# What to produce
Reproduce the listing below verbatim.

# Dataset entries
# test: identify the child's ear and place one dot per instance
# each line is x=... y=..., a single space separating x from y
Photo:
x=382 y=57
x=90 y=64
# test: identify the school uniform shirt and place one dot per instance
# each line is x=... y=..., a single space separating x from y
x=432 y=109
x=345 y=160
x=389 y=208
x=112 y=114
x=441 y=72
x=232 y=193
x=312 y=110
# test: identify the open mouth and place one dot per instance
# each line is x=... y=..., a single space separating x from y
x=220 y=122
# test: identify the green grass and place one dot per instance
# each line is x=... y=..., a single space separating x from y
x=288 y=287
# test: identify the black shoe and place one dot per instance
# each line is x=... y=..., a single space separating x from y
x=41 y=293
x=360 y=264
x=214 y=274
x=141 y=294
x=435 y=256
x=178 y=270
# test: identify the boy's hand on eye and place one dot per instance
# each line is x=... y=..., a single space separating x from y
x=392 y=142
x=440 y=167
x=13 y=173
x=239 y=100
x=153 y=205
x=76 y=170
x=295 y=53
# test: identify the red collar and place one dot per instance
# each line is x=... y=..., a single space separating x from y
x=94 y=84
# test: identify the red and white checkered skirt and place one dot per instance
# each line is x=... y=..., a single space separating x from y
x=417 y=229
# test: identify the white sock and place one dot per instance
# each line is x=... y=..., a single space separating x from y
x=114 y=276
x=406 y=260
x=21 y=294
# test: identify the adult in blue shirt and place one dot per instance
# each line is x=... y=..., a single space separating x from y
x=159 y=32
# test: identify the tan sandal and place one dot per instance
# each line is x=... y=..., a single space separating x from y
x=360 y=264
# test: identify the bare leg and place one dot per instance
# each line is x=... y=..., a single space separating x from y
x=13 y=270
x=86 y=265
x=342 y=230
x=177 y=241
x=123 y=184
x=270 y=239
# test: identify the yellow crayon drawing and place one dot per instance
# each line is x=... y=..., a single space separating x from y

# Solved exercise
# test: identify the child's ear and place one dot per instance
# each line is x=... y=..., a single space separating x from y
Photo:
x=382 y=57
x=90 y=64
# test: identify the school uniform shirt and place one dot per instance
# each line is x=... y=..., a single space separating x from y
x=432 y=109
x=345 y=160
x=389 y=208
x=112 y=114
x=441 y=72
x=232 y=193
x=312 y=110
# test: identify the open mouth and place one dot per instance
# each line is x=... y=..., a single space separating x from y
x=220 y=122
# test: identify the green grass and place one dot per instance
# each line is x=... y=..., a single space separating x from y
x=288 y=287
# test: identify the black shoe and place one dot per instance
# each line is x=... y=..., a single space separating x from y
x=41 y=293
x=360 y=264
x=214 y=274
x=141 y=294
x=435 y=256
x=178 y=270
# test: identify the boy's hand on eye and place one dot per instance
# each line is x=... y=..., a single space separating x from y
x=392 y=142
x=440 y=167
x=13 y=173
x=239 y=100
x=153 y=205
x=76 y=170
x=295 y=53
# test: identify the red collar and place one dot per instance
# each line is x=... y=..., a single space separating x from y
x=94 y=84
# test: identify the red and white checkered skirt and place one dot per instance
# each line is x=... y=..., a single space separating x from y
x=417 y=229
# test: identify the white sock and place one dot per instance
# each line is x=... y=..., a single space separating x from y
x=114 y=276
x=406 y=260
x=21 y=294
# test: identify the adult in blue shirt and place one dot per instance
# each line is x=... y=..., a single space separating x from y
x=159 y=32
# test: identify the tan sandal and place one dot per instance
# each line is x=... y=..., a single space separating x from y
x=360 y=264
# test: identify the bare leg and place one dot per instance
# each line is x=... y=..., a single space separating x from y
x=13 y=270
x=86 y=265
x=342 y=230
x=177 y=241
x=123 y=184
x=270 y=239
# test: identify the yellow crayon drawing and place one dot per instance
# each line is x=... y=..., a single space separating x from y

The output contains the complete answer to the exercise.